**Named-object pointing records**
-- -- --

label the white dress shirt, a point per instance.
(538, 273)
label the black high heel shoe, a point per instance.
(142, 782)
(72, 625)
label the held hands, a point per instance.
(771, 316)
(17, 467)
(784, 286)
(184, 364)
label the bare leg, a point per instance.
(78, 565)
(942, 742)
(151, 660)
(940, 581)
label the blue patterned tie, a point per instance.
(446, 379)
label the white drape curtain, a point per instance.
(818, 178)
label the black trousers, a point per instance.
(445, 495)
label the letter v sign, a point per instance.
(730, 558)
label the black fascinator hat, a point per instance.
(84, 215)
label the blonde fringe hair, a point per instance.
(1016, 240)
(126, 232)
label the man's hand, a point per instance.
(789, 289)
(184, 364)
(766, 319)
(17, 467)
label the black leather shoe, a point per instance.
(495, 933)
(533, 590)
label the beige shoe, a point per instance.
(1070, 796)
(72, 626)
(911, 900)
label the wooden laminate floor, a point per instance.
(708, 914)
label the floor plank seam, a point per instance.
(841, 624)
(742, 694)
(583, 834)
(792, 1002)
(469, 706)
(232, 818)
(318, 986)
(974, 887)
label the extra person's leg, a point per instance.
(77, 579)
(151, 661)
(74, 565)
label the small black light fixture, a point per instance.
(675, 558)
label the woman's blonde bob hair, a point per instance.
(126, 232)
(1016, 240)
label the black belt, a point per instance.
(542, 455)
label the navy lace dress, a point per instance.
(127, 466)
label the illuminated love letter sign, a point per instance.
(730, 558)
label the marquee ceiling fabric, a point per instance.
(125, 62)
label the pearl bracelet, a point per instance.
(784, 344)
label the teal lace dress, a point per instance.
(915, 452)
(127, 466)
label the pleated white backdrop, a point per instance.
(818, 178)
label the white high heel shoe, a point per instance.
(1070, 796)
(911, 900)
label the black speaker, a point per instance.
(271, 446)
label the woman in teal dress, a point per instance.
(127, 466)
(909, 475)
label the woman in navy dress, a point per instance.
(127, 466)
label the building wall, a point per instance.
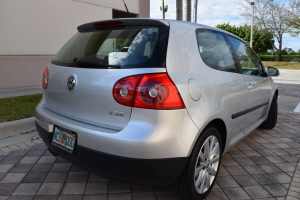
(32, 31)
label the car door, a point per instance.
(257, 83)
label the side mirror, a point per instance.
(272, 71)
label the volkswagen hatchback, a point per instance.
(154, 102)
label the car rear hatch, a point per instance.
(83, 73)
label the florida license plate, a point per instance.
(64, 139)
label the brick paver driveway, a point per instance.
(263, 166)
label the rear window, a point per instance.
(126, 47)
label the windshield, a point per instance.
(127, 47)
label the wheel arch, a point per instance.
(218, 124)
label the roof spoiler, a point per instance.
(121, 22)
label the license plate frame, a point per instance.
(64, 139)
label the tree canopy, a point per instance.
(261, 39)
(272, 16)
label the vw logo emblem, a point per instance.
(71, 83)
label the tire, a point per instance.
(185, 187)
(272, 115)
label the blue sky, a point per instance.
(213, 12)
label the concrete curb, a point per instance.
(17, 127)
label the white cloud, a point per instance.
(215, 12)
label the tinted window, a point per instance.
(215, 50)
(127, 47)
(250, 63)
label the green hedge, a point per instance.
(287, 58)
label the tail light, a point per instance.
(45, 78)
(153, 91)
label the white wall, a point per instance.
(39, 27)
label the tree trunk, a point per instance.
(280, 48)
(179, 10)
(187, 10)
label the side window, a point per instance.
(215, 50)
(250, 63)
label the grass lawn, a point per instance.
(282, 65)
(15, 108)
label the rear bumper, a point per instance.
(129, 170)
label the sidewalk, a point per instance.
(5, 93)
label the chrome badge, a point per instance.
(71, 83)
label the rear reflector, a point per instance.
(152, 91)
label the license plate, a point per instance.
(64, 139)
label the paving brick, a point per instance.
(260, 160)
(35, 152)
(5, 167)
(236, 193)
(94, 177)
(41, 168)
(29, 160)
(276, 190)
(56, 177)
(50, 189)
(21, 197)
(27, 189)
(254, 169)
(76, 168)
(223, 172)
(251, 153)
(22, 168)
(236, 170)
(216, 194)
(227, 162)
(34, 177)
(281, 177)
(144, 196)
(257, 192)
(61, 160)
(117, 187)
(13, 178)
(280, 152)
(95, 197)
(47, 159)
(245, 180)
(275, 159)
(96, 187)
(61, 167)
(244, 161)
(71, 197)
(226, 181)
(165, 195)
(286, 167)
(77, 177)
(142, 188)
(73, 188)
(271, 168)
(45, 197)
(236, 154)
(10, 160)
(7, 188)
(2, 175)
(264, 179)
(41, 146)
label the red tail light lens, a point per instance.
(45, 78)
(153, 91)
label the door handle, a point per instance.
(250, 86)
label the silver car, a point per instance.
(154, 102)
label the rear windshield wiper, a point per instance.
(95, 64)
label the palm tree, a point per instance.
(187, 10)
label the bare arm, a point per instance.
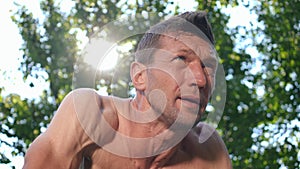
(64, 142)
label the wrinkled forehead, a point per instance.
(189, 41)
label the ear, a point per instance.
(138, 75)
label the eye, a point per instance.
(183, 58)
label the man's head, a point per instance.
(195, 23)
(176, 60)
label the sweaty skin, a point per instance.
(68, 140)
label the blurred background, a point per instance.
(257, 42)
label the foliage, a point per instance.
(257, 127)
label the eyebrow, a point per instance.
(187, 51)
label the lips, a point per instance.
(191, 99)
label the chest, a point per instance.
(102, 159)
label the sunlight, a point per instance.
(101, 54)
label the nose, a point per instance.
(199, 77)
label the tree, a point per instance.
(253, 123)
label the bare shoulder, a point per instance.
(66, 140)
(204, 143)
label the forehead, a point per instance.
(181, 41)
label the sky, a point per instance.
(11, 41)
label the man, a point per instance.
(173, 75)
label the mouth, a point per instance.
(190, 99)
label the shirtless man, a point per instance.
(173, 75)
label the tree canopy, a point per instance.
(260, 123)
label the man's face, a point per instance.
(183, 71)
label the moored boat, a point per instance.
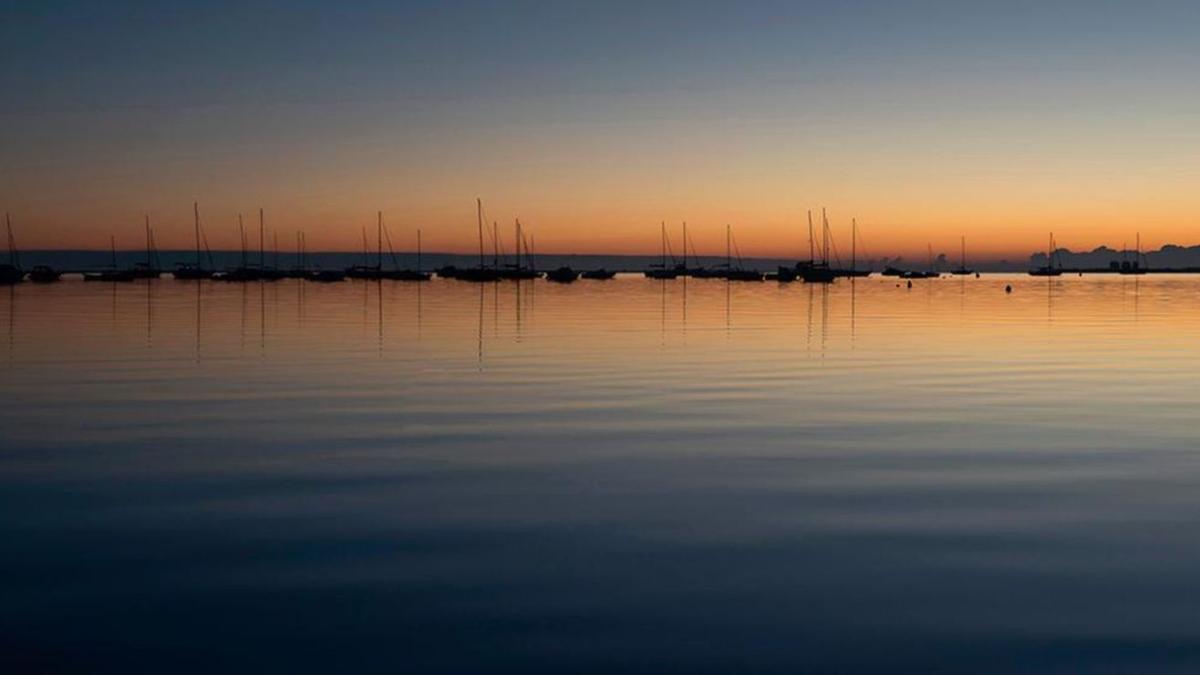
(562, 275)
(598, 274)
(11, 273)
(45, 274)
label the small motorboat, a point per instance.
(741, 274)
(598, 274)
(109, 275)
(191, 272)
(325, 275)
(244, 273)
(145, 270)
(562, 275)
(45, 274)
(406, 275)
(478, 274)
(11, 274)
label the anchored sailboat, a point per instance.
(148, 269)
(661, 270)
(11, 273)
(963, 261)
(737, 273)
(196, 270)
(113, 273)
(1050, 268)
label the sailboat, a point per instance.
(930, 273)
(196, 270)
(268, 273)
(148, 269)
(660, 270)
(245, 272)
(11, 273)
(963, 261)
(1050, 268)
(853, 272)
(113, 273)
(519, 269)
(819, 272)
(405, 274)
(366, 270)
(479, 274)
(737, 273)
(1137, 266)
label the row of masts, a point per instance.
(817, 268)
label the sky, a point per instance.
(595, 121)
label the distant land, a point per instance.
(1170, 256)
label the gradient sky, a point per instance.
(595, 121)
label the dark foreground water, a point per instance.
(606, 477)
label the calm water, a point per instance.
(627, 476)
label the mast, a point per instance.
(825, 238)
(479, 216)
(811, 252)
(241, 230)
(729, 236)
(685, 244)
(196, 211)
(262, 233)
(13, 257)
(519, 242)
(496, 245)
(853, 244)
(664, 244)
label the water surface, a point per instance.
(625, 476)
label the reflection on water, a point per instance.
(636, 476)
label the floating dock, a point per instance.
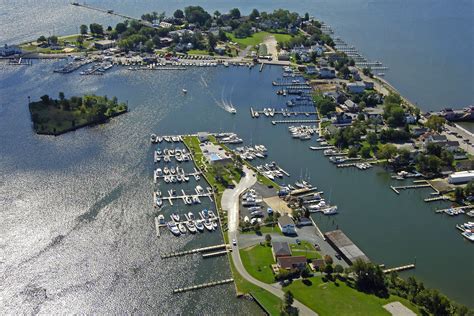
(401, 268)
(294, 121)
(193, 251)
(201, 286)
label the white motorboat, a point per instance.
(207, 223)
(173, 228)
(199, 226)
(161, 219)
(182, 228)
(191, 227)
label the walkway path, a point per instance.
(230, 203)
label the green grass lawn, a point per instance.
(329, 299)
(198, 52)
(257, 260)
(257, 38)
(305, 249)
(270, 302)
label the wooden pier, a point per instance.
(201, 286)
(413, 186)
(193, 251)
(214, 254)
(295, 121)
(401, 268)
(459, 208)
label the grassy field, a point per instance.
(257, 38)
(331, 299)
(305, 249)
(198, 52)
(257, 260)
(270, 302)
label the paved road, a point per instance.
(230, 202)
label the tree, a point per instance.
(96, 28)
(211, 42)
(254, 15)
(372, 138)
(268, 238)
(387, 151)
(328, 269)
(179, 14)
(435, 123)
(120, 27)
(83, 29)
(235, 13)
(338, 269)
(53, 40)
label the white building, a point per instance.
(355, 87)
(287, 225)
(9, 50)
(461, 177)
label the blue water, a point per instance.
(77, 221)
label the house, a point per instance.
(355, 73)
(280, 249)
(287, 225)
(355, 87)
(311, 70)
(369, 85)
(461, 177)
(291, 263)
(165, 25)
(317, 264)
(9, 50)
(327, 73)
(350, 106)
(410, 119)
(104, 44)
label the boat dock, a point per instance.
(193, 251)
(413, 186)
(201, 286)
(214, 254)
(459, 208)
(401, 268)
(294, 121)
(257, 113)
(437, 198)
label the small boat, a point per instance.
(207, 223)
(161, 219)
(173, 228)
(330, 211)
(182, 228)
(175, 217)
(191, 227)
(199, 226)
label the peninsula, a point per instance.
(58, 116)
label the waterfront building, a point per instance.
(461, 177)
(355, 87)
(8, 50)
(280, 249)
(327, 73)
(287, 225)
(104, 44)
(292, 263)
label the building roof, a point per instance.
(281, 248)
(291, 262)
(285, 220)
(344, 245)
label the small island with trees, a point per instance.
(55, 117)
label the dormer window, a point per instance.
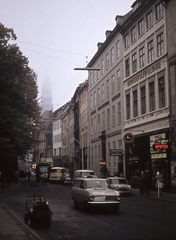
(135, 5)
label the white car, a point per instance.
(120, 184)
(93, 192)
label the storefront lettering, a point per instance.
(144, 73)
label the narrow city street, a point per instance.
(138, 218)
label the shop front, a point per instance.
(149, 153)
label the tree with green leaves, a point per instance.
(19, 107)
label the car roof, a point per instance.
(90, 179)
(115, 178)
(84, 170)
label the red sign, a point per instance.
(160, 146)
(102, 163)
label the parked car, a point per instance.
(93, 192)
(82, 174)
(67, 179)
(120, 184)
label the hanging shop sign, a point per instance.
(116, 152)
(128, 137)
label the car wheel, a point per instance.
(116, 209)
(86, 206)
(26, 218)
(75, 204)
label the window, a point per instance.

-- -- --

**Task directions**
Your task is to give again, unchanged, the lines from the line that contains "label the grassy field, a point per instance." to the end of the records. Include both end lines but no pictures.

**Written response**
label the grassy field, a point per instance.
(257, 38)
(331, 299)
(305, 249)
(198, 52)
(257, 260)
(270, 302)
label the paved road, a point per instance.
(230, 202)
label the tree, a point per instance.
(96, 28)
(211, 42)
(254, 15)
(372, 138)
(268, 238)
(387, 151)
(328, 269)
(179, 14)
(435, 123)
(120, 27)
(83, 29)
(235, 13)
(338, 269)
(53, 40)
label the white building, a point per instance.
(355, 87)
(287, 225)
(9, 50)
(461, 177)
label the blue water, a point per instance.
(77, 221)
label the house, a point per instance.
(355, 73)
(280, 249)
(287, 225)
(355, 87)
(311, 70)
(369, 85)
(461, 177)
(291, 263)
(165, 25)
(317, 264)
(9, 50)
(327, 73)
(350, 106)
(410, 119)
(104, 44)
label the boat dock, a point per instance.
(193, 251)
(413, 186)
(201, 286)
(214, 254)
(459, 208)
(401, 268)
(294, 121)
(257, 113)
(437, 198)
label the small boat, a point per instance.
(207, 223)
(161, 219)
(173, 228)
(330, 211)
(182, 228)
(175, 217)
(191, 227)
(199, 226)
label the peninsula, a point per instance.
(58, 116)
label the waterfront building, a point per instance.
(461, 177)
(355, 87)
(8, 50)
(280, 249)
(327, 73)
(287, 225)
(104, 44)
(292, 263)
label the building roof, a point per instance.
(281, 248)
(291, 262)
(285, 220)
(344, 245)
label the small island with trees, a point per instance.
(55, 117)
label the dormer window, a point per instance.
(135, 5)
label the white car, a point per instance.
(120, 184)
(93, 192)
label the storefront lettering, a point per instance.
(144, 73)
label the narrow city street, a point per instance.
(138, 218)
label the shop front, a point per instance.
(149, 153)
label the tree with green leaves, a point per instance.
(19, 107)
label the car roof, a point per instance.
(90, 179)
(115, 178)
(84, 170)
label the red sign, a point per instance.
(160, 146)
(102, 163)
label the parked car, a point per instance.
(93, 192)
(82, 174)
(67, 179)
(120, 184)
label the hanging shop sign, a point per instance.
(116, 152)
(128, 137)
label the car wheel, a point per instance.
(116, 209)
(86, 206)
(26, 218)
(75, 204)
label the window, a point per instance.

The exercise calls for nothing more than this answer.